Work required.
Print, exactly as given, each line of the data from the line containing "boulder, I would be thankful." up to and including its last line.

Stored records
+ + + +
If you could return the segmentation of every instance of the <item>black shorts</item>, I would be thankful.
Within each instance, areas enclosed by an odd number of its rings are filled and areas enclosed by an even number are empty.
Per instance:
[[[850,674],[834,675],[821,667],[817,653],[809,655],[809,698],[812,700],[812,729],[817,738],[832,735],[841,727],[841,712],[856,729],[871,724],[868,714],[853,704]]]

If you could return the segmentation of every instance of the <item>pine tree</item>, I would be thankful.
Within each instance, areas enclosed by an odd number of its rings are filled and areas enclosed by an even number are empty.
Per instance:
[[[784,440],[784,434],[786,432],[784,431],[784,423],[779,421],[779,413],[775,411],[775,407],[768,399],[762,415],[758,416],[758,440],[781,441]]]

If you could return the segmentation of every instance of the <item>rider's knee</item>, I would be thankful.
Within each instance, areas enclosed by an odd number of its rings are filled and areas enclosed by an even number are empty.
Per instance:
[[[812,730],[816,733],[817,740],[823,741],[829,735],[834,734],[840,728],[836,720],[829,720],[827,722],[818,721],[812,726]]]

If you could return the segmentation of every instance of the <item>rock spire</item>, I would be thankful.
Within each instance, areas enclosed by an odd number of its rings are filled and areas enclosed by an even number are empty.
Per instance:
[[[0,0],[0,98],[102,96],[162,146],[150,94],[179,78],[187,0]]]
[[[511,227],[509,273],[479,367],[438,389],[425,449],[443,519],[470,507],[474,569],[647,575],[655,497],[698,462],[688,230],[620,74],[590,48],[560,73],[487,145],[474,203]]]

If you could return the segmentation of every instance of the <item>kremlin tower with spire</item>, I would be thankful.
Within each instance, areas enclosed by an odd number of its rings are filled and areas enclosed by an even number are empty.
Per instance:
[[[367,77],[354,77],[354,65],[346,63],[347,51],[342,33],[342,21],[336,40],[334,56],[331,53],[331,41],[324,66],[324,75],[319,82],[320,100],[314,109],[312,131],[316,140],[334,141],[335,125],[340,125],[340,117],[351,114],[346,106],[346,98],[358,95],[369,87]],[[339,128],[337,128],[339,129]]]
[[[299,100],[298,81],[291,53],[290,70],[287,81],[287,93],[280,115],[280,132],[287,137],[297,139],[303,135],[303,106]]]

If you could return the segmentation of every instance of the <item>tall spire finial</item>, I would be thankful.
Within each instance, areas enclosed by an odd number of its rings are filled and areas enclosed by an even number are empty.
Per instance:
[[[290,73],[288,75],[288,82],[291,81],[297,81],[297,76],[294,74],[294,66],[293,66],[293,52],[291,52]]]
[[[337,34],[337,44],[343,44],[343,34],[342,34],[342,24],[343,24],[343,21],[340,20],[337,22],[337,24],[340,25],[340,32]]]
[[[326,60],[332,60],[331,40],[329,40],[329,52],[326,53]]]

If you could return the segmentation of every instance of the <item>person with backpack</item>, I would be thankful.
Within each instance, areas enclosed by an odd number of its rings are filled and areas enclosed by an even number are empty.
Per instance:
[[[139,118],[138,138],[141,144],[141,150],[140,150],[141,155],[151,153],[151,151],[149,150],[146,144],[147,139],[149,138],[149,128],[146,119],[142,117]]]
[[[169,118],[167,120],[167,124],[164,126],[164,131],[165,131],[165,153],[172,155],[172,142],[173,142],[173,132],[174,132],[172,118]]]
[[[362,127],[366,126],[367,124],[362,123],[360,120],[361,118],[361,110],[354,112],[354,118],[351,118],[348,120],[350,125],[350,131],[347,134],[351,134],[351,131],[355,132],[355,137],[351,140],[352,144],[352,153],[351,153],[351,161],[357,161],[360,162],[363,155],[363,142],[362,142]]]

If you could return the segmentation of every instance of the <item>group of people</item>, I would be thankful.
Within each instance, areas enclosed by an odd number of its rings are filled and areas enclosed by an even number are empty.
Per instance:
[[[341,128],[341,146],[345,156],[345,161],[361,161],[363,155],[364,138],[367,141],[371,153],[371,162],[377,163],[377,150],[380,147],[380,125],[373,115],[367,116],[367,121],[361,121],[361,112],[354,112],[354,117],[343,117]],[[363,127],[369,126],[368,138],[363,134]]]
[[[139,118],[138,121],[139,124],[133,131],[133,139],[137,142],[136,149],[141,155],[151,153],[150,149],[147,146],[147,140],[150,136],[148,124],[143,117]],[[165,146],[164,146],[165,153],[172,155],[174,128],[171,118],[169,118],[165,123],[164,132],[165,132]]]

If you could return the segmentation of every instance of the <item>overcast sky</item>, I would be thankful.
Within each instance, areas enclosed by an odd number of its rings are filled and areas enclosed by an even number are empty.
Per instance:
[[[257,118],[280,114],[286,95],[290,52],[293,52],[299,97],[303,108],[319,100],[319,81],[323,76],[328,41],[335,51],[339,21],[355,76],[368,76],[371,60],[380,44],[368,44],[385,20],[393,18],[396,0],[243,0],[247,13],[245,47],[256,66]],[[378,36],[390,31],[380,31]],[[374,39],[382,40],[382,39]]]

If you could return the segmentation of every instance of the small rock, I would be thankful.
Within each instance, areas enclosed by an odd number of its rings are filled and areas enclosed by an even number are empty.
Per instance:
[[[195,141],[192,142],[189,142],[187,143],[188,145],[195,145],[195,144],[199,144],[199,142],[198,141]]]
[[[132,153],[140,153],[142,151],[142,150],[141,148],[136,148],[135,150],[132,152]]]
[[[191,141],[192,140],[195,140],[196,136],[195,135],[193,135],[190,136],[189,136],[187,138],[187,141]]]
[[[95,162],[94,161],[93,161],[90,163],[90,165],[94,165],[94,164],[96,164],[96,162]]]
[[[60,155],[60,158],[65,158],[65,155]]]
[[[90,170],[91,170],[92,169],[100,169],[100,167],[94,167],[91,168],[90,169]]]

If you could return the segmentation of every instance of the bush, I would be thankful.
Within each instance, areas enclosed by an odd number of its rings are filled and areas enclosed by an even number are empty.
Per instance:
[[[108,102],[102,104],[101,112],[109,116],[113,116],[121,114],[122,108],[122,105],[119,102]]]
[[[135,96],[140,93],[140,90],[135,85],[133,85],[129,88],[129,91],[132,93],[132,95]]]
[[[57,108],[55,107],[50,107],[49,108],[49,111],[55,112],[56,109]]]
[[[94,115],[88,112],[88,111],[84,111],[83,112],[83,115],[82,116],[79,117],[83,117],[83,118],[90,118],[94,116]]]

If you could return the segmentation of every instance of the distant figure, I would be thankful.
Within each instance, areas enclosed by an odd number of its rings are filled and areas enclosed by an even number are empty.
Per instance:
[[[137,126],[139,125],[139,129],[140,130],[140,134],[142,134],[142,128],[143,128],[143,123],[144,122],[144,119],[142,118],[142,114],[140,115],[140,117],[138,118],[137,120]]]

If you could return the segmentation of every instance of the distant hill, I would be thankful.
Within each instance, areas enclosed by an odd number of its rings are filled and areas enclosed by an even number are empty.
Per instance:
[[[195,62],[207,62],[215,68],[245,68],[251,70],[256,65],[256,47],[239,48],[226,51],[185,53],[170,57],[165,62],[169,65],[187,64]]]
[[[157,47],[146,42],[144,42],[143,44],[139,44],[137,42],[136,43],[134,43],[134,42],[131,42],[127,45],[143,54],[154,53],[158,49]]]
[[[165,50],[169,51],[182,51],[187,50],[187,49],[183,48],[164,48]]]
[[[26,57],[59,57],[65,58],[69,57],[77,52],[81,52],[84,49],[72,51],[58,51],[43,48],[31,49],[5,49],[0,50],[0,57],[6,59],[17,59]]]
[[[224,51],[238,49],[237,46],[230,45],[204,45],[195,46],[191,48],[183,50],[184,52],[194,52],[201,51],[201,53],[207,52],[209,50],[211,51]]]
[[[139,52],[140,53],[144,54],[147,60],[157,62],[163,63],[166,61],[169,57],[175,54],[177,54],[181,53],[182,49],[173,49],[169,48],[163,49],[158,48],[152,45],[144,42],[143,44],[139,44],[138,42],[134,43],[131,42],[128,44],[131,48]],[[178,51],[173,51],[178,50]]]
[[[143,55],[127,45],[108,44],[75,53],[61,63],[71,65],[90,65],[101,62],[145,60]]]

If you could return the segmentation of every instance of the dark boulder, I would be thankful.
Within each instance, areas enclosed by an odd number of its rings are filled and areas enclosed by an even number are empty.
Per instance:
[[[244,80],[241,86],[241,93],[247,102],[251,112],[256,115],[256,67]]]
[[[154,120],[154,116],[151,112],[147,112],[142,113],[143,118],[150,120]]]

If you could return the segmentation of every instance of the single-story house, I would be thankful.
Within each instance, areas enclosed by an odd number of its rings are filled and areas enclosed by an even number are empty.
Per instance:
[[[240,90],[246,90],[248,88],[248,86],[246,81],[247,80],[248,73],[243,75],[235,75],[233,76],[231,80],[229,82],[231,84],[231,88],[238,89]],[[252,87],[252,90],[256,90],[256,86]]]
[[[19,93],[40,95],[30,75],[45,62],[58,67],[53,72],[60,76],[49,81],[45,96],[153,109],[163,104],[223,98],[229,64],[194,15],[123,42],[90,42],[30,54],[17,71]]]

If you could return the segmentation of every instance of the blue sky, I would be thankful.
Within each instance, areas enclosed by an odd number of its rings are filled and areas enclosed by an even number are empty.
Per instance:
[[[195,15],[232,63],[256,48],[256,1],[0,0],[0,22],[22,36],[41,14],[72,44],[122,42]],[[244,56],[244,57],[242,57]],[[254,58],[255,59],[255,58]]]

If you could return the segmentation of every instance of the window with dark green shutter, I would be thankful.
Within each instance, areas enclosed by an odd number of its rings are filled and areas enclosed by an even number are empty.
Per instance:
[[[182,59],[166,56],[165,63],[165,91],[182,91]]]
+ + + +
Response to this task.
If you could return the segmentation of every instance of the dark boulder, I would be thankful.
Within each instance, areas enclosed by an odd number of its rings are filled and areas enclosed by an even number are empty.
Per instance:
[[[244,80],[241,86],[241,93],[247,102],[251,112],[256,115],[256,67]]]
[[[154,120],[154,116],[151,112],[147,112],[142,113],[143,118],[150,120]]]

If you could return the segmentation of every instance of the single-story house, I would be thankful.
Within each instance, areas enclosed by an odd number of its rings are filled and areas enclosed by an even number are empty.
Per instance:
[[[240,90],[246,90],[248,88],[248,86],[246,81],[247,80],[248,73],[243,75],[235,75],[233,76],[231,80],[229,82],[231,84],[231,88],[238,89]],[[252,87],[252,90],[256,90],[256,86]]]
[[[19,93],[40,95],[30,75],[45,62],[58,67],[53,72],[60,76],[49,81],[45,96],[153,109],[163,104],[223,98],[229,64],[194,15],[123,42],[90,42],[30,54],[17,71]]]

If you could return the segmentation of every instance of the blue sky, I would be thankful.
Within each instance, areas enclosed by an odd number of its rings are filled and areas enclosed by an even number are empty.
Per instance:
[[[195,15],[232,63],[256,48],[256,1],[0,0],[0,22],[22,36],[41,14],[72,44],[122,42]],[[244,56],[244,57],[242,57]],[[254,58],[255,59],[255,58]]]

If you could return the segmentation of every instance of the window with dark green shutter, I would be thankful.
Within each instance, areas enclosed by an odd number of its rings are filled and areas enclosed by an even number are empty.
Per instance:
[[[182,59],[166,56],[165,63],[165,91],[182,91]]]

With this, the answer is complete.